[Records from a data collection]
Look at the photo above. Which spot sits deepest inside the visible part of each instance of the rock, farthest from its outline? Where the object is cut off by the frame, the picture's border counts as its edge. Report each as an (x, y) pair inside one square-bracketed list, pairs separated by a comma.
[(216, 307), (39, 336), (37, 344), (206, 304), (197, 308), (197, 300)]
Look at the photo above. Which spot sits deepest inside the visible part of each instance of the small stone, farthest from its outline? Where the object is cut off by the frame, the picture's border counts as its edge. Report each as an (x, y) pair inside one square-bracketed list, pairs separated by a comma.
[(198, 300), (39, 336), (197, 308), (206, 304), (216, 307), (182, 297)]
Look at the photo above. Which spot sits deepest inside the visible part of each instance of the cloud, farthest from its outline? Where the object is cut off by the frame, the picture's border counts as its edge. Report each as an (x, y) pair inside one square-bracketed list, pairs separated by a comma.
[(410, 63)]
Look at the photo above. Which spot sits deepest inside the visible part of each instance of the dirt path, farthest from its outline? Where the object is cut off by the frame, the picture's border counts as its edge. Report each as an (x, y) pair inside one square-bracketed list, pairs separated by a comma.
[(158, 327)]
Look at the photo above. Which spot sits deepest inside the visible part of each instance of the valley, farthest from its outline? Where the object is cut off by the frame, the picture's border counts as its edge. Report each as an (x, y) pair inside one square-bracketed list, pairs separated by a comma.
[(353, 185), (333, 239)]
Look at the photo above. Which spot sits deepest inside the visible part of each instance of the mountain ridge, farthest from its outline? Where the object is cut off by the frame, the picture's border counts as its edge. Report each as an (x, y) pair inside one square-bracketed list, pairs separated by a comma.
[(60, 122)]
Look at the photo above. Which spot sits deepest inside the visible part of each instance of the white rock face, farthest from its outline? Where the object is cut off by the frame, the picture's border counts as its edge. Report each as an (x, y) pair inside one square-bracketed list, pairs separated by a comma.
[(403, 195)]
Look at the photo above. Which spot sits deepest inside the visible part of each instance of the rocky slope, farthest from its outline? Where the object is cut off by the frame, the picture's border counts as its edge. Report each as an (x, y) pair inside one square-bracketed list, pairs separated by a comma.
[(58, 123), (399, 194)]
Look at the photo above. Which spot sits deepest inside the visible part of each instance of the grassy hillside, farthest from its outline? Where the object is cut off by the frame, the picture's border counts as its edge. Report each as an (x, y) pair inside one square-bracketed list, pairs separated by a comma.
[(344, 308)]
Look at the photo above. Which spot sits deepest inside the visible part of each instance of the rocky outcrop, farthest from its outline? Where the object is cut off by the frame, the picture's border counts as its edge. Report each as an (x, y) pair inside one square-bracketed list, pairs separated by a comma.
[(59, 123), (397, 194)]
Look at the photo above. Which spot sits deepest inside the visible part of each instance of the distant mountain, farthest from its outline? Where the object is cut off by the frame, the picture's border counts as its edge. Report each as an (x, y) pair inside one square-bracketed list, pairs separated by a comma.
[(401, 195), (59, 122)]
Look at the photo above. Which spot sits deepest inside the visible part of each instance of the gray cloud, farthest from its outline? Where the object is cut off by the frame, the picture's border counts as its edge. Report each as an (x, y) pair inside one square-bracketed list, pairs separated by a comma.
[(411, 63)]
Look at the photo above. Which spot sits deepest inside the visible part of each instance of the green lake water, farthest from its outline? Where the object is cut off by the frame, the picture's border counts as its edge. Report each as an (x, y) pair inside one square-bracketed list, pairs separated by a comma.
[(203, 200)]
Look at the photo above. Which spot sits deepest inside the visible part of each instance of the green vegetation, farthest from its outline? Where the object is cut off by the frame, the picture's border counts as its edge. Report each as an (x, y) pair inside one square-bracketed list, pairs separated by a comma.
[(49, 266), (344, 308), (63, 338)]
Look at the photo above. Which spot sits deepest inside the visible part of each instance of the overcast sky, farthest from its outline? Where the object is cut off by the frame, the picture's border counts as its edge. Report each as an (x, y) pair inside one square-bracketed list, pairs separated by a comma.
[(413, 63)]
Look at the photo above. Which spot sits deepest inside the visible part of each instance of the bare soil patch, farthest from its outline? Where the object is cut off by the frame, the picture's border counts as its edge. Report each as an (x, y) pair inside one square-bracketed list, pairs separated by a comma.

* [What to work on]
All of the entries above must be quoted exactly.

* [Solution for this problem]
Look at the photo above. Which spot sits deepest inside the visible part of each instance of the rock, farthest from its outline? Where the object is cut off by the frame, the picture's border counts as its edge. Report each as an (x, y) pair inside one square-bracketed list, pairs separated by a comma.
[(216, 307), (39, 336), (37, 344), (206, 304), (197, 308), (197, 300)]
Look at the photo above. Which spot sits deepest inside the visible part of each instance of the small stone, farthest from its outline? Where the object is cut off by the frame, the picture's border counts as its edge. Report each as an (x, y) pair inside one square-bracketed list, pairs separated by a comma.
[(198, 300), (39, 336), (197, 308), (206, 304), (216, 307), (182, 297)]
Look at the photo above. Which spot sits deepest inside the visible part of each instance of the cloud, farthest from its outline? Where the object is cut off by the frame, the picture's border counts as its edge. Report each as an (x, y) pair inside one square-bracketed list, pairs separated by a comma.
[(410, 63)]
Look at the photo above. Which spot sits deepest inside the visible part of each instance of the dirt path, farthest from its outline? Where the object is cut off by the frame, the picture's border counts as its edge. Report each as an (x, y) pair inside one square-bracketed list, pairs separated by a comma.
[(158, 327)]
Look at the photo above. Which spot sits deepest inside the visible part of each instance of the valley, farthest from its outline? Where the object is cut off by the frame, the picture's border counts as its edge. Report each as an (x, y) pair inside one square-bracketed list, pairs separated by a comma.
[(353, 185), (333, 239)]
Look at the photo above. Which spot sits deepest inside the visible part of each instance of the mountain ridge, farthest from its outline? Where the object is cut off by the frame, the picture's border counts as its edge. Report each as an (x, y) pair inside one square-bracketed list, pairs separated by a comma.
[(60, 122)]
Look at the photo above. Which spot sits deepest inside the visible part of each instance of the white rock face, farthest from its outline? Where the object is cut off by the frame, the picture's border counts as its edge. Report each as an (x, y) pair inside one square-bracketed list, pairs separated by a comma.
[(403, 195)]
Look at the photo above. Which spot sits deepest inside the visible part of each instance of the rocky slope, farthest from its outline? Where the object is cut off by the frame, the picture's border counts as its edge. Report each as an (x, y) pair inside one square-bracketed list, pairs separated by a comma.
[(58, 123), (399, 194)]
Look at the photo above. Which spot sits deepest inside the visible part of each instance of the grassy hillside, farthest from its outline? Where the object is cut off by the frame, the picture's border counts as its edge. Report each as an (x, y) pair inside one square-bracketed list, pairs separated by a comma.
[(344, 308)]
Look at the photo above. Which spot sits deepest inside the visible part of each instance of the rocky outcrop, farthest from its outline? Where the object is cut off by the frame, the picture's border counts as its edge. Report each as an (x, y) pair inside one square-bracketed list, pairs separated by a comma.
[(59, 123), (397, 194)]
Look at the photo above. Which spot sits deepest inside the visible part of each instance of the distant mountain, farthest from its outline? Where the object is cut off by the frame, the picture's border counts as its edge. Report each as an (x, y) pair inside one square-bracketed list, pairs separated by a comma.
[(401, 195), (59, 122)]
Look at the photo above. Which spot sits deepest inside the visible part of each instance of the gray cloud, farthest from its outline? Where the object is cut off by the frame, the picture's border counts as its edge. Report each as an (x, y) pair inside one square-bracketed list, pairs separated by a comma.
[(411, 63)]
Look at the photo above. Which spot sits deepest inside the visible part of each instance of the green lake water, farthest from its outline? Where the object is cut off by the frame, the picture's border counts as its edge. Report each as an (x, y) pair inside one square-bracketed list, pairs separated by a comma.
[(203, 200)]
Look at the photo above. Which spot sits deepest inside the visible part of each instance of the green vegetation, farthest from its outline? Where the object is cut off by the frame, the picture's border counts as its edge. Report each as an (x, y) pair inside one square-bracketed list, pairs separated by a comma.
[(49, 266), (344, 308), (63, 338)]
Look at the photo above. Which spot sits deepest inside the visible part of each instance of the overcast sky, farthest from its outline? Where the object is cut off by the frame, the picture's border counts as its edge. Report each as an (x, y) pair inside one square-bracketed list, pairs separated by a comma.
[(413, 63)]
Look at the photo above. Which spot sits deepest inside the visible part of each instance of the bare soil patch, farthest from its outline? Where the object is cut off by the frame, the picture's border counts as its edge. Report each as an (x, y) pair inside one square-bracketed list, pairs separated by a comma.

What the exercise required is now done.